__EXCERPT TO READ__.
The Breakfast Table

Spiritual Games

No one’s taking my calls, Seth, so I decided to be quiet and watch. As I’ve said, I’ve always been drawn more to the Summer than to the Winter Games, but I’m noticing now the beauty of the thing. In the Summer Games, you see sweat and contorted faces and hear the grunting and the footfalls of sprinters. Summer is so obviously about the body, and I don’t want to push this too far, but it seems there’s something spiritual about winter. The athletes are just as dependent on their bodies, but their bodies are covered in helmets and winter clothing, and so as they glide over ice or sail through air, they become a more pure vision of grace.

It’s kind of like watching a lava lamp, until someone flops. Last night, I was taking in some speedskating, the men’s 5,000 relay, and marveling at the quiet style, how the skaters when they hit their strides would clasp their hands behind their backs, like butlers or high-brow waiters. And then of a sudden, a South Korean spilled everything, slamming into the wall like something out of NASCAR, throwing body parts all over my vision of grace. I still don’t know if that guy’s OK. Seeing the U.S. team win the heat, though, I was happy Apolo Ohno didn’t get tossed out of these Olympics.

__STATED GOAL 1__.
For each statement about the Winter Games piece, answer yes or no to whether it agrees with the piece, and quote the words from the piece that decide it: (a) The writer has always preferred the Winter Games to the Summer Games. (b) The speedskater who crashed into the wall was South Korean. (c) The writer knows that the fallen skater is OK.
The Winter Games piece and the entries that follow it have no connection to each other.

__RECORDS SHOWN__.
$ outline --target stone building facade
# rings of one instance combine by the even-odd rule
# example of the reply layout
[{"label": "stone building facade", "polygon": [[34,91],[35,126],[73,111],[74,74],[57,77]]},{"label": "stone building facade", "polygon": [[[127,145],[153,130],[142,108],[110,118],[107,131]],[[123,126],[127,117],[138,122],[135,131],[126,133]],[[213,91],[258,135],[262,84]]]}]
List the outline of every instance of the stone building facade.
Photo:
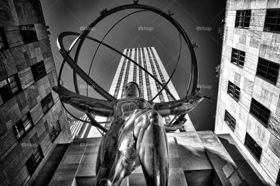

__STATED GOAL 2__.
Write out the lines of the labeling entry again, swapping "instance" for "object" wherever it occurs and leaving everything else the same, and omit the picture.

__WRITTEN RESPONSE 1__.
(a) No: "I’ve always been drawn more to the Summer than to the Winter Games"
(b) Yes: "a South Korean spilled everything"
(c) No: "I still don’t know if that guy’s OK."

__WRITTEN RESPONSE 2__.
$ outline --target stone building facade
# rings of one object combine by the even-odd rule
# example of the reply layout
[{"label": "stone building facade", "polygon": [[34,91],[35,126],[73,111],[74,74],[57,77]]},{"label": "stone building facade", "polygon": [[[127,145],[153,130],[142,108],[110,118],[107,131]],[[123,126],[127,117],[138,122],[135,131],[126,133]],[[213,91],[258,135],[262,84]]]}]
List the outline of every object of the stone building facade.
Photo:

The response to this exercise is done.